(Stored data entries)
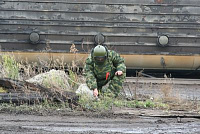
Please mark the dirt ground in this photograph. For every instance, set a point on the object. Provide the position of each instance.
(118, 121)
(121, 124)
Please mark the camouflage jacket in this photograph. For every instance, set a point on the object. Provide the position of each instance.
(96, 73)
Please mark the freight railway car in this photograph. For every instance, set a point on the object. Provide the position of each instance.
(149, 34)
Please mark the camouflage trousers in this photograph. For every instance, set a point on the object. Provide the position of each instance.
(113, 85)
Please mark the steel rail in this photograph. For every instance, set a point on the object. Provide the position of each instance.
(178, 81)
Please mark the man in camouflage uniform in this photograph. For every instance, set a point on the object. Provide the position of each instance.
(104, 67)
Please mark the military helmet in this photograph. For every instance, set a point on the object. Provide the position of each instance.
(99, 54)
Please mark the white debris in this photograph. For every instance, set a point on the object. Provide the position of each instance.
(52, 79)
(84, 90)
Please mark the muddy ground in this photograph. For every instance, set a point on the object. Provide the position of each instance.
(118, 121)
(17, 124)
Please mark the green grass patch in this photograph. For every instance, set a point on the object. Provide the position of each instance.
(107, 103)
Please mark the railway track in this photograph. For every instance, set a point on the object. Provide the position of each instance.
(178, 81)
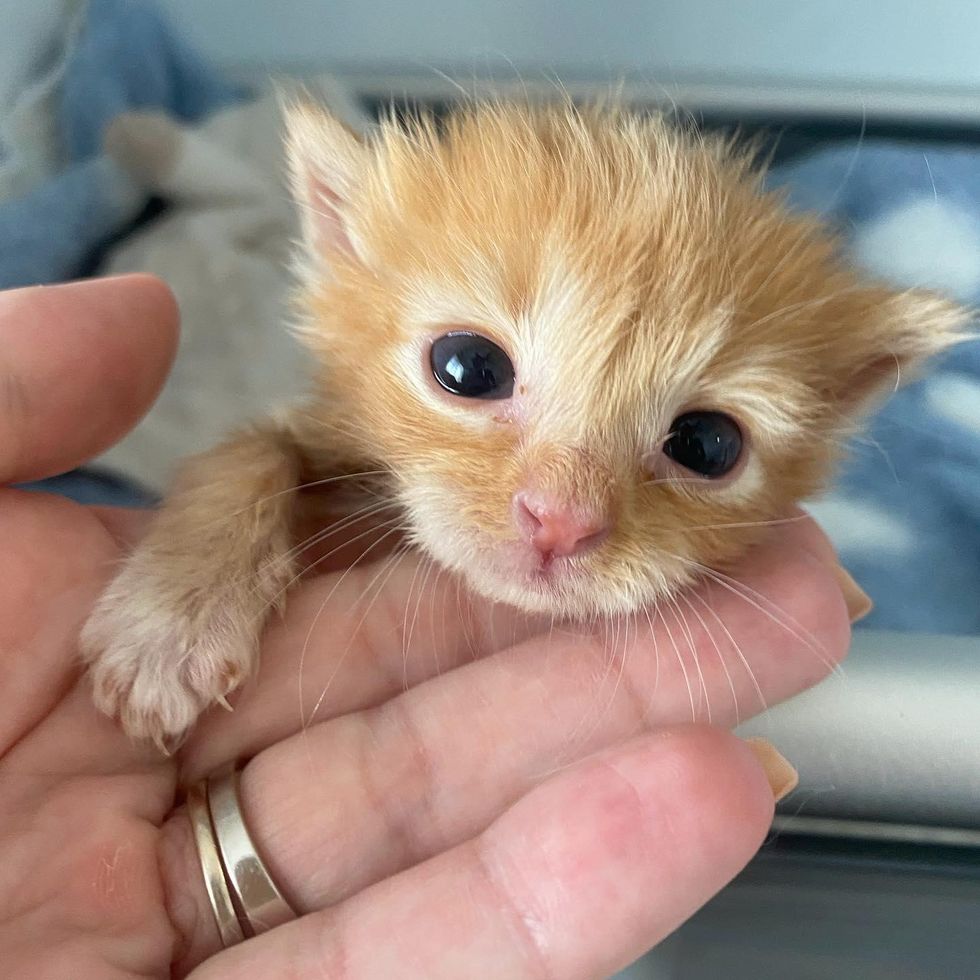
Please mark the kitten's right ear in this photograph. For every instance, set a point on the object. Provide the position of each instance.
(326, 161)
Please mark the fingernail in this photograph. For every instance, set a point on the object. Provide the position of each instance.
(858, 602)
(783, 778)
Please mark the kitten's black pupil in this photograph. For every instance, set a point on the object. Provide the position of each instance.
(471, 366)
(709, 443)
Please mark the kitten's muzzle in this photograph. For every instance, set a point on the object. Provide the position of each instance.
(557, 528)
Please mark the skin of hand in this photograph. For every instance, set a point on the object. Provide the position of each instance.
(441, 789)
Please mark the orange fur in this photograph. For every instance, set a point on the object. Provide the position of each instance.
(632, 271)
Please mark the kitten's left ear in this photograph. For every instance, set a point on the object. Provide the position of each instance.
(326, 162)
(909, 328)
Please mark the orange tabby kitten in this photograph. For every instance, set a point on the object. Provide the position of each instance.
(569, 337)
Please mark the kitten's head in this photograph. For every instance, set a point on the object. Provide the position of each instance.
(594, 355)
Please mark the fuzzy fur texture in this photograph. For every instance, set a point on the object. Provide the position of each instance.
(632, 271)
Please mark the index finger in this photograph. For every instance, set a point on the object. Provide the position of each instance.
(79, 365)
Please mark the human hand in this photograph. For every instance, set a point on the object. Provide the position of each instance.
(438, 788)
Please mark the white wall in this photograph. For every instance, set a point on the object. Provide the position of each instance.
(863, 42)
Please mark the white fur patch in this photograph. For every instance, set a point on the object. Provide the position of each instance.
(957, 398)
(853, 525)
(925, 243)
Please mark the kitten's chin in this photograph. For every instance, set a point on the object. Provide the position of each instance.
(566, 592)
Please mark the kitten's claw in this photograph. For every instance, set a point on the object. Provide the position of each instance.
(157, 669)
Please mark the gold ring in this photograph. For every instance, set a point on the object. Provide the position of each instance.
(259, 903)
(214, 874)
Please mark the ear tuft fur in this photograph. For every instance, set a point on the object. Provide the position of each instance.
(326, 161)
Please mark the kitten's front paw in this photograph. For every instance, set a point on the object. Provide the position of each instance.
(157, 668)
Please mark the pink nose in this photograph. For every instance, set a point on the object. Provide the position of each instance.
(555, 528)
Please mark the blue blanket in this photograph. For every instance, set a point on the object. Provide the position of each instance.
(905, 513)
(124, 56)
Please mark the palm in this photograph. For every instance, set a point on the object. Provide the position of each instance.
(68, 778)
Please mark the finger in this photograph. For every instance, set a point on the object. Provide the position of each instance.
(54, 561)
(79, 364)
(337, 656)
(576, 880)
(393, 786)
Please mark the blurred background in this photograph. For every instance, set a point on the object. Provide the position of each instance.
(142, 135)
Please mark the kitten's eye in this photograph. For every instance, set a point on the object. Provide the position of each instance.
(709, 443)
(471, 366)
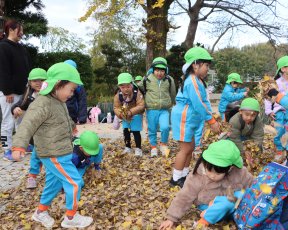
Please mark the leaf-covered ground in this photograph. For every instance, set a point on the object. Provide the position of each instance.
(129, 193)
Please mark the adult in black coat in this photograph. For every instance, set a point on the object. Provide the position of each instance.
(15, 66)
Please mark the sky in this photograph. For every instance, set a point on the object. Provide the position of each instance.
(67, 13)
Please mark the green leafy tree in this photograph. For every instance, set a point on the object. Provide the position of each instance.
(112, 67)
(35, 24)
(60, 40)
(45, 60)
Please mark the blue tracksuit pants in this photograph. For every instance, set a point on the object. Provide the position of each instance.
(61, 173)
(35, 163)
(199, 134)
(155, 118)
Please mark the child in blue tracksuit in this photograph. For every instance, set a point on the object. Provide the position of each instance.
(86, 151)
(275, 111)
(231, 93)
(191, 109)
(48, 122)
(282, 100)
(159, 89)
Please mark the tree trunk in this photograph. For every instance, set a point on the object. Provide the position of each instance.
(193, 24)
(157, 27)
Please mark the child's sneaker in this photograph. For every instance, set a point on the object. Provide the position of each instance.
(31, 182)
(179, 182)
(138, 152)
(154, 152)
(29, 149)
(8, 156)
(127, 150)
(44, 218)
(280, 156)
(164, 150)
(78, 221)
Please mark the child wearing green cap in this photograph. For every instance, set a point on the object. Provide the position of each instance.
(35, 80)
(47, 121)
(219, 168)
(159, 89)
(129, 105)
(231, 93)
(138, 79)
(275, 111)
(192, 109)
(87, 150)
(246, 124)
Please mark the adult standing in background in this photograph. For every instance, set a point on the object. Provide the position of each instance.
(77, 104)
(14, 70)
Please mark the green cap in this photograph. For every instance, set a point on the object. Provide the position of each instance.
(282, 62)
(234, 77)
(89, 141)
(124, 78)
(250, 104)
(59, 72)
(160, 63)
(194, 54)
(223, 153)
(138, 78)
(37, 74)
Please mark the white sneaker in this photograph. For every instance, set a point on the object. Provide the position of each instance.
(138, 152)
(127, 150)
(154, 152)
(31, 182)
(164, 150)
(78, 221)
(44, 218)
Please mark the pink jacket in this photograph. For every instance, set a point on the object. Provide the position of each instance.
(199, 189)
(283, 88)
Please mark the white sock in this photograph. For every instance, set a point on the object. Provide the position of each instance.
(177, 174)
(185, 171)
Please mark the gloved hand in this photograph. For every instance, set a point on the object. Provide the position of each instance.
(272, 92)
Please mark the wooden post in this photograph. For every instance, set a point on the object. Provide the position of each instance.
(2, 21)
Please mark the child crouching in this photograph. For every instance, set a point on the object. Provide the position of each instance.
(219, 167)
(86, 151)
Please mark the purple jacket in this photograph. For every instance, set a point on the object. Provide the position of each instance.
(282, 88)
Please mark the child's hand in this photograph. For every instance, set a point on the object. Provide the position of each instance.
(17, 112)
(272, 116)
(17, 155)
(215, 127)
(167, 224)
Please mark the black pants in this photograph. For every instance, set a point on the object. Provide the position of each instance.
(127, 138)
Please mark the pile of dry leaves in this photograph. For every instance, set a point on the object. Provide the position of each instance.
(129, 193)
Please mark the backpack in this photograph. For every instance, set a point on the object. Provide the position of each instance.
(135, 92)
(167, 77)
(261, 204)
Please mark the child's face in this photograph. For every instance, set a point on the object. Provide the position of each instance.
(126, 89)
(235, 84)
(36, 84)
(64, 93)
(159, 73)
(201, 70)
(214, 176)
(248, 116)
(86, 154)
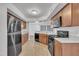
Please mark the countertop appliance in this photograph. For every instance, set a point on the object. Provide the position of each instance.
(63, 34)
(51, 44)
(14, 36)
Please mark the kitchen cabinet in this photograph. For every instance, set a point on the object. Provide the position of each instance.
(75, 14)
(57, 48)
(43, 38)
(66, 16)
(69, 14)
(66, 49)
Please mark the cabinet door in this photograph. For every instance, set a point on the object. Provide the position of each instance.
(57, 48)
(75, 14)
(66, 16)
(43, 38)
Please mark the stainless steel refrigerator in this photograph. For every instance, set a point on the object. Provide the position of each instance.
(13, 35)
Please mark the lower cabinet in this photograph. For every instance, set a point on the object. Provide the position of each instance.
(66, 49)
(43, 38)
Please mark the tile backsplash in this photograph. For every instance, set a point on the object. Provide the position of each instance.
(73, 31)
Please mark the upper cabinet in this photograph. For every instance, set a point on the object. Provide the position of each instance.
(75, 14)
(69, 15)
(66, 15)
(23, 24)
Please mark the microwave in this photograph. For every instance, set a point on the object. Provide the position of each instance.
(57, 22)
(63, 34)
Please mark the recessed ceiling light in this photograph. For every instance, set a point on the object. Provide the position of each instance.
(35, 12)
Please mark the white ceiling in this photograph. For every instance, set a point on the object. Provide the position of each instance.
(44, 10)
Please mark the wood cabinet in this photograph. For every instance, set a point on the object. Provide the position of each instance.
(57, 48)
(43, 38)
(66, 49)
(23, 25)
(69, 14)
(66, 16)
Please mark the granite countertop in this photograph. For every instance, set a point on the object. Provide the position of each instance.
(46, 32)
(68, 40)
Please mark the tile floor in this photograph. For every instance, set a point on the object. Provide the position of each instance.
(32, 48)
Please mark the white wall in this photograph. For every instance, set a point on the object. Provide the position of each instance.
(3, 25)
(33, 27)
(73, 31)
(3, 30)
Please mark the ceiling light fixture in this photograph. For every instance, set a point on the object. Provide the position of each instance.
(34, 12)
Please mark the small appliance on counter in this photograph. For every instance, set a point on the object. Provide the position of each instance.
(63, 34)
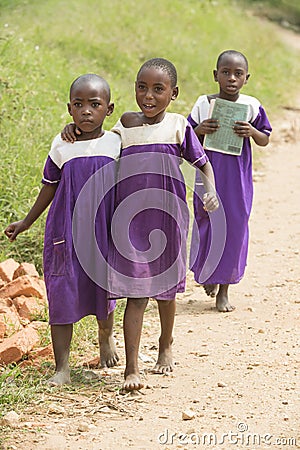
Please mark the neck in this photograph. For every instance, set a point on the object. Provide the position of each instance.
(153, 120)
(230, 98)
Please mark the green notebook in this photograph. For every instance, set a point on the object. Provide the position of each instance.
(225, 140)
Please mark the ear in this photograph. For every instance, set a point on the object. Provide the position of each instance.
(110, 109)
(175, 93)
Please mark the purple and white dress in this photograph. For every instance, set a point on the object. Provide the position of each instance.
(233, 176)
(150, 223)
(78, 227)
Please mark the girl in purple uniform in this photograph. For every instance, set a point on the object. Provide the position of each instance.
(233, 181)
(72, 289)
(150, 222)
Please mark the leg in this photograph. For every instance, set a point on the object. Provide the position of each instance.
(166, 310)
(222, 302)
(133, 322)
(61, 340)
(108, 351)
(211, 289)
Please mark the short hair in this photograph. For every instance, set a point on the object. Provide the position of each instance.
(232, 53)
(164, 65)
(91, 77)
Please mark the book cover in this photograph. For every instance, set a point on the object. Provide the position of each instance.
(225, 140)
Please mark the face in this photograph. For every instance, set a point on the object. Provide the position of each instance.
(89, 105)
(154, 93)
(231, 75)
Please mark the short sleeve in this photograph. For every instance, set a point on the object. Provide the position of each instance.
(191, 148)
(52, 173)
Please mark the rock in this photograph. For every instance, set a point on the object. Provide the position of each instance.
(7, 269)
(10, 419)
(28, 307)
(19, 344)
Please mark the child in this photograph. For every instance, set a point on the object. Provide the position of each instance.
(152, 190)
(233, 179)
(72, 294)
(150, 223)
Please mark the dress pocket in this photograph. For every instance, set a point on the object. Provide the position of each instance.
(59, 256)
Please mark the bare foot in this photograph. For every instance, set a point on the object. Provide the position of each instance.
(60, 378)
(211, 289)
(164, 363)
(108, 351)
(223, 304)
(133, 382)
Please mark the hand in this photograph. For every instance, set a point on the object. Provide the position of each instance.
(14, 229)
(210, 201)
(208, 126)
(243, 129)
(70, 133)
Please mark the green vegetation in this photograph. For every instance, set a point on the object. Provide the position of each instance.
(45, 45)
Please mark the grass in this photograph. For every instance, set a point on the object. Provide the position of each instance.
(43, 47)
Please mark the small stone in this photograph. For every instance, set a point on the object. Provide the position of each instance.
(83, 427)
(55, 409)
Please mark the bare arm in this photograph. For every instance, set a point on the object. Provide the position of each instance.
(245, 129)
(43, 200)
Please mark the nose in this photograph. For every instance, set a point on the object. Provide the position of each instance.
(149, 93)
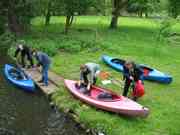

> _TASK TO COMPLETE_
Please copy only the lines from the one that contains "Please mark the hand" through the last line of the records, exactly, and keep every picture out of the copy.

> _OUTPUT OF THE TASK_
Please mark the hand in this photograph. For every instance, set a point on the object. Provide the position of each instance.
(14, 229)
(210, 201)
(208, 126)
(243, 129)
(70, 133)
Please mark the green vegetation in this photograph. For every instance, set a point on the object. Provide the position of each instance.
(45, 45)
Please mark the grass in this photograph. For every instance, set a point on the object. Provide the position of each instance.
(43, 47)
Please mark the small stone in this photograph. For every instance, set a point on the object. Provide the position of each instance.
(83, 427)
(55, 409)
Please mark the bare arm in this photograph. For every instance, set a point on the object. Provide the position of each instance.
(245, 129)
(43, 200)
Please mark the nose in this photograph. For every instance, set a point on the object. Provide the position of each instance.
(149, 93)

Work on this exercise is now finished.